### TASK TO COMPLETE
Copy, with no pictures, the line that contains "target: red wine in glass | mode: bbox" and each line after it down to the end of the entries below, exactly.

### DATASET ENTRIES
· · · · · · ·

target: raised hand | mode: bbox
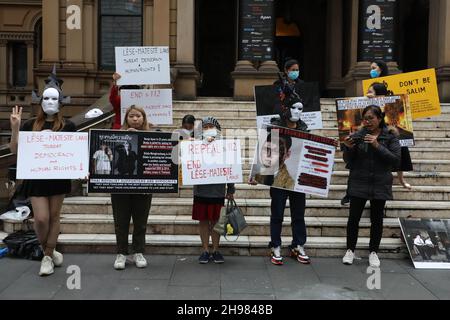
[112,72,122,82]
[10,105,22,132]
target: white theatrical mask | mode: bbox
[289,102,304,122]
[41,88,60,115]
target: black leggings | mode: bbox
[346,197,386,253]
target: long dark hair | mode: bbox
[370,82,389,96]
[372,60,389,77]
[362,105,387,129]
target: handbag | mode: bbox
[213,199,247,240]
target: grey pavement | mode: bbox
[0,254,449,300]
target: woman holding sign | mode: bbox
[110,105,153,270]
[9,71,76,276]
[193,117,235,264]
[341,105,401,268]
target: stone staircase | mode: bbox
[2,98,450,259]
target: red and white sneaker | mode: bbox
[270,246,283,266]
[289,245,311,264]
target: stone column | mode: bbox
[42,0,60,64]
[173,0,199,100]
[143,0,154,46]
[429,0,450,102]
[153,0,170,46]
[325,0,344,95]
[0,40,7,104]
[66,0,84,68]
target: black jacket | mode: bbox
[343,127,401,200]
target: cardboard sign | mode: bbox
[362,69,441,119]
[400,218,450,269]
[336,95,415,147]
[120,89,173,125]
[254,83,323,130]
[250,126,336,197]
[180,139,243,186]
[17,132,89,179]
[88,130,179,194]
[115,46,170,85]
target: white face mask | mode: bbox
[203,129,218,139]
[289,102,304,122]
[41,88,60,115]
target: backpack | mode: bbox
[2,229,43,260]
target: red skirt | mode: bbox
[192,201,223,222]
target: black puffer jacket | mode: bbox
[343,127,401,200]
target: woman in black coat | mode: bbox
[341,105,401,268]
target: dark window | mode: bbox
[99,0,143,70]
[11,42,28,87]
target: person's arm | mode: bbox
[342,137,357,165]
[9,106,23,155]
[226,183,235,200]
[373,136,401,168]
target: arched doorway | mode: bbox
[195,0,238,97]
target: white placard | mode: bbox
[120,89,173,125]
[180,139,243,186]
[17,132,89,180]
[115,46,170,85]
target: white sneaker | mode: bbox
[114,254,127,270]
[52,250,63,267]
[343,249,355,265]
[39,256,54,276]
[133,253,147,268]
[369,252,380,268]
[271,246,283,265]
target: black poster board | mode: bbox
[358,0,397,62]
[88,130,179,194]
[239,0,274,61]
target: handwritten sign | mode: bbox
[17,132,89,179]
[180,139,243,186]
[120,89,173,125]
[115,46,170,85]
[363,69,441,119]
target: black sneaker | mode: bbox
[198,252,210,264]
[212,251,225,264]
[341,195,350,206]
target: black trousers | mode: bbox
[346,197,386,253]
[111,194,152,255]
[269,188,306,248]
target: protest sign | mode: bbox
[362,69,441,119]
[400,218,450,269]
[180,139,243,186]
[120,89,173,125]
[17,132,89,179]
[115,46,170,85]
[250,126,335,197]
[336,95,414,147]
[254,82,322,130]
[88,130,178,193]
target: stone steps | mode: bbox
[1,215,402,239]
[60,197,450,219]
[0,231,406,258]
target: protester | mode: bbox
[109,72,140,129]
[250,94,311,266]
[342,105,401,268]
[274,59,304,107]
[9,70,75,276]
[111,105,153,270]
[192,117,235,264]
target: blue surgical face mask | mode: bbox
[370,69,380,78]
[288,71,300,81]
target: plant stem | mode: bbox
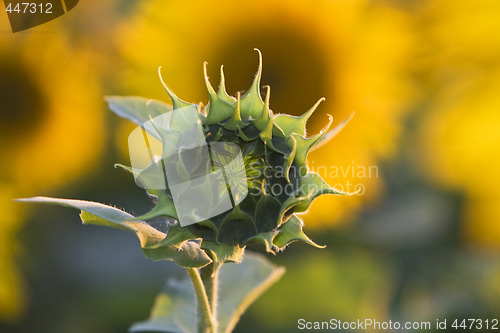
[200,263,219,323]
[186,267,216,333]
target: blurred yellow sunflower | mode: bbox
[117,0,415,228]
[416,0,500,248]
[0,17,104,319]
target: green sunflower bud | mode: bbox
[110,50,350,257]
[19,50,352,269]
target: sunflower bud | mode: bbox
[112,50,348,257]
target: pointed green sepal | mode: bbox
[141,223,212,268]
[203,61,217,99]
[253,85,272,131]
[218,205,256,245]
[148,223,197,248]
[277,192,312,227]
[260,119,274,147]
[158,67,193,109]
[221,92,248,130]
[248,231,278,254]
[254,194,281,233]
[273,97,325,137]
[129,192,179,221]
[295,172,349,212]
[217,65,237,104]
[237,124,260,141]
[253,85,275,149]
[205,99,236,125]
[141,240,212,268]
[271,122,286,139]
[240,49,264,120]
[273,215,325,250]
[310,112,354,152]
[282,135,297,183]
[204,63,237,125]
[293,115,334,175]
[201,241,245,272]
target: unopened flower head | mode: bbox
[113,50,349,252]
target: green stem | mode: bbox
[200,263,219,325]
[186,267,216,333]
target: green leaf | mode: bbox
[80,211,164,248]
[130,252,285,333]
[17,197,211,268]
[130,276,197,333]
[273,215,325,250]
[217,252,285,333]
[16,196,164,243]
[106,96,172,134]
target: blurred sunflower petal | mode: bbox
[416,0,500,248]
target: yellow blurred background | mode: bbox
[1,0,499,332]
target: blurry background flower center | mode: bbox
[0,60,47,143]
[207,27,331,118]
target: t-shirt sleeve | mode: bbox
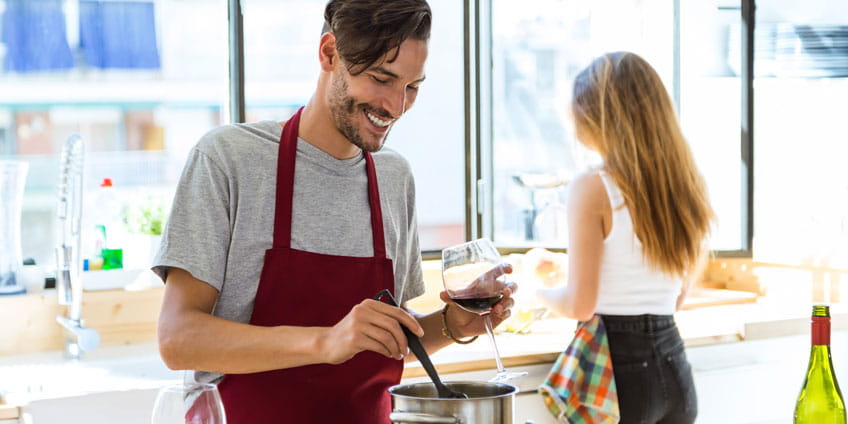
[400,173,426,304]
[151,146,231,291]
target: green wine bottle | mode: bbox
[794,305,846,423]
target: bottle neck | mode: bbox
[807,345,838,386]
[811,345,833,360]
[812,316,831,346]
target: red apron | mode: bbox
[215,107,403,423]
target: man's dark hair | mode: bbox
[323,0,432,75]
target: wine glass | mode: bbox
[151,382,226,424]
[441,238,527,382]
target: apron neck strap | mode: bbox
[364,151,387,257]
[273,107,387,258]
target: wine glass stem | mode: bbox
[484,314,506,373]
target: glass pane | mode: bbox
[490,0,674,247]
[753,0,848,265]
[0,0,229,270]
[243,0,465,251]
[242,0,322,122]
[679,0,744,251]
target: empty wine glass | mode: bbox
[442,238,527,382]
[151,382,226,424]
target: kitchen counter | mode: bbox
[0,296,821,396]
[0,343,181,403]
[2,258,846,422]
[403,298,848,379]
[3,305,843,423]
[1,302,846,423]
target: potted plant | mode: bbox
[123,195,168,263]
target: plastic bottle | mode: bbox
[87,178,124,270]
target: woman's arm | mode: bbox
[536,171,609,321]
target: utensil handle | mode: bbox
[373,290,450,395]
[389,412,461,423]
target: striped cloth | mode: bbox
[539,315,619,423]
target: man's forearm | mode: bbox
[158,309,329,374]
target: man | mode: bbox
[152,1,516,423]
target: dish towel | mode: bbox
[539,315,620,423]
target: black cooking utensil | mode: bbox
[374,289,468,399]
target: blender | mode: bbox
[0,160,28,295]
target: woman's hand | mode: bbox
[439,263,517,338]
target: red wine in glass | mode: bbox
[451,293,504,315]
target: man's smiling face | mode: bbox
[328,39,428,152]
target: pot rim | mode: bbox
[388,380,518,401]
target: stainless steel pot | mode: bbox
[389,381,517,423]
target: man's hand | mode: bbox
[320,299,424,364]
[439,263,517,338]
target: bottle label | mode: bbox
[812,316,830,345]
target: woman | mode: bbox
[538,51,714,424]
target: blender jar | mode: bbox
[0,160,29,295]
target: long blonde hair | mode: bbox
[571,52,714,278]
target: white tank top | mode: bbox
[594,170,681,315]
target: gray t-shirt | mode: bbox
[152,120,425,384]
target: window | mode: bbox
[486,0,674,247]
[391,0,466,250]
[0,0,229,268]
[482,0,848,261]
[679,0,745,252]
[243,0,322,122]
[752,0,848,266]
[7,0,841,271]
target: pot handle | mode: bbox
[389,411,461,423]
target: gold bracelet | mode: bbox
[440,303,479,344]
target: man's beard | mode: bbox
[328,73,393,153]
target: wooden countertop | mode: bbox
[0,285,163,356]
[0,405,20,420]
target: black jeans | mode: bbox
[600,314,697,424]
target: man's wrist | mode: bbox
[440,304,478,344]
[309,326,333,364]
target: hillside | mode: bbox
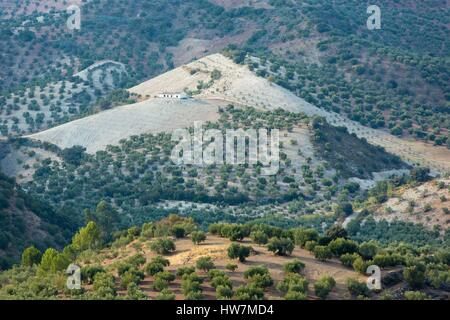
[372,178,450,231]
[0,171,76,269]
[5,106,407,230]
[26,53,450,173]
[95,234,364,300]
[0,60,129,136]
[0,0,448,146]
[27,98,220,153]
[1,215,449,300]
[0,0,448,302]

· · · · · · ·

### RESULT
target: red wine in glass | mode: bbox
[451,293,504,315]
target: man's smiling face | mode: bbox
[328,39,428,152]
target: pot rim | mode: bbox
[388,380,518,401]
target: stainless steel pot | mode: bbox
[389,381,517,423]
target: man's hand | mode: bbox
[320,299,424,364]
[439,263,517,338]
target: bottle label | mode: bbox
[812,316,830,345]
target: woman | mode: bbox
[538,51,714,424]
target: blender jar | mode: bbox
[0,160,29,295]
target: long blonde hair | mode: bbox
[571,52,714,278]
target: white tank top | mode: bbox
[594,170,681,315]
target: gray t-shirt | mode: bbox
[152,120,425,384]
target: window | mode: bbox
[486,0,674,247]
[391,0,466,250]
[0,0,229,268]
[482,0,848,261]
[679,0,745,252]
[243,0,322,122]
[752,0,848,266]
[7,0,841,271]
target: pot handle | mode: bbox
[389,411,461,423]
target: gold bracelet | mode: bbox
[440,303,479,344]
target: man's beard | mode: bbox
[328,73,393,153]
target: wooden countertop | mode: bbox
[0,285,163,356]
[0,405,20,420]
target: black jeans | mode: bbox
[600,314,697,424]
target: man's wrist | mode: bbox
[440,304,478,344]
[309,326,333,364]
target: hillside | mode: bbox
[372,178,450,231]
[0,171,76,269]
[5,106,407,230]
[26,53,450,173]
[95,234,364,300]
[0,60,129,136]
[0,0,448,146]
[27,98,220,153]
[1,215,449,300]
[0,0,448,302]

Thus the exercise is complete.